Detection annotation records:
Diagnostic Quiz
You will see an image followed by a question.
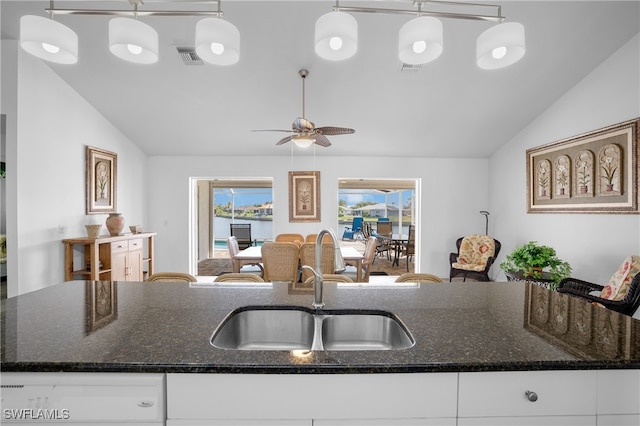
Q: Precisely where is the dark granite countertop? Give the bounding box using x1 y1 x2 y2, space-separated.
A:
1 281 640 374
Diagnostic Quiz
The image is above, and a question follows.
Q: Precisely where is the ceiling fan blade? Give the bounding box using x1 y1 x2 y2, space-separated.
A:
276 135 295 145
316 126 356 135
313 133 331 147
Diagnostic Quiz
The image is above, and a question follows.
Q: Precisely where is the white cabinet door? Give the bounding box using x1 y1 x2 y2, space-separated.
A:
167 373 457 420
458 371 596 417
598 370 640 416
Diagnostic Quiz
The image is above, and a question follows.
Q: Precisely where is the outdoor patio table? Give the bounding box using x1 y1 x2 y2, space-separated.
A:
232 246 364 281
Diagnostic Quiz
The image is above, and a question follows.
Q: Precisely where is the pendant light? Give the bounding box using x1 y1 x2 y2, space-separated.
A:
109 18 158 64
398 16 443 65
196 18 240 65
20 15 78 64
315 11 358 61
476 22 526 70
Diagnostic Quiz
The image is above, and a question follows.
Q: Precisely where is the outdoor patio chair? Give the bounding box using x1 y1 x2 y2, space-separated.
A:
229 223 256 250
342 216 363 240
449 234 501 281
557 256 640 316
227 236 264 277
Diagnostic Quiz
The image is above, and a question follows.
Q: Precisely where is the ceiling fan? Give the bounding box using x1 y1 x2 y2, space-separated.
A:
253 68 355 147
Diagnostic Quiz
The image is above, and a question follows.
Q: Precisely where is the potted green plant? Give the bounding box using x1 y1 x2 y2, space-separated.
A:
500 241 571 289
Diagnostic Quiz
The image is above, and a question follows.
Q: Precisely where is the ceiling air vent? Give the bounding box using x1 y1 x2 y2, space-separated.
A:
400 62 422 72
177 47 203 65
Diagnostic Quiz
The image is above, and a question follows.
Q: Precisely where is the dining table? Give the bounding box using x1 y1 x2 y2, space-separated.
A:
232 246 364 282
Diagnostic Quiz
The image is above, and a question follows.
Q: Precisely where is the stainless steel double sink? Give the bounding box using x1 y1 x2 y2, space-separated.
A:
211 306 415 351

**GIVEN TASK**. Leave the pictures out, and transcribe each of the records exactly.

**SOLVED PROBLEM**.
Diagnostic Quiz
You will see an image followed by a question.
Q: Precisely where is the dark granite countertop? Give the bounding box using x1 y1 x2 y2, space-separated.
A:
1 281 640 374
Diagnostic Quiz
The image is above, and a question follows.
Q: Precisely where is the ceiling fan blade? Give the bounding box using x1 y1 x2 y2, space-separated.
A:
276 135 295 145
316 126 356 135
313 133 331 147
Diagnostic Quiz
The image is above, and a question follows.
Q: Precisely where is the white cabinet door? Give the bounding box using x1 y1 x2 y2, space-separated.
A:
167 373 457 420
458 371 596 417
598 370 640 416
Diagnostic Quiz
The image is above, and a question follows.
Q: Precisely where is the outdoor patio table? Give the bounding box using x1 y1 x2 y2, space-separated.
A:
232 246 364 281
Diagnostic Quiz
The image is above, and a question follows.
Q: Precisely where is the pendant light? Give the bounding box using x1 y1 x2 y2, space-separated.
A:
109 18 158 64
398 16 443 65
196 18 240 65
20 15 78 64
315 11 358 61
476 22 526 70
Diagnostic Quiz
The image is above, and a question follows.
Q: Precisely where is the outdoor patio chair? Give the bounding box using x1 y1 x2 y2, space-separated.
A:
229 223 256 250
342 216 363 240
449 234 501 281
557 256 640 316
227 236 264 277
Diagnostic Quiz
The image is above, and a question follows.
Q: Precisely where is the ceiling fan? Give the bounding box using x1 y1 x2 y2, space-separated.
A:
253 68 355 147
Diagnostic Quiz
The image is above, and a question follows.
Q: Precisely where is the potted green plant? Give the bounding box using x1 y1 x2 y2, space-separated.
A:
500 241 571 289
Diagnostic Quiz
The image is above, and a question follows.
Q: Precisely where is the ceiling air vent? Give the bounding box using x1 y1 x2 y2, space-separated.
A:
400 62 422 72
177 47 203 65
Diagnostic Quiz
The image is above, and a question follows.
Q: Precisely where is the dining table? Give the bounding box using x1 y1 x2 y2, space-separated.
A:
232 246 364 282
Diagnostic Quiz
The image is above, and a question follows.
Q: Precisely where is the stainless steel double sink? Give the bounding box using x1 y1 x2 y2, space-separated.
A:
211 306 415 351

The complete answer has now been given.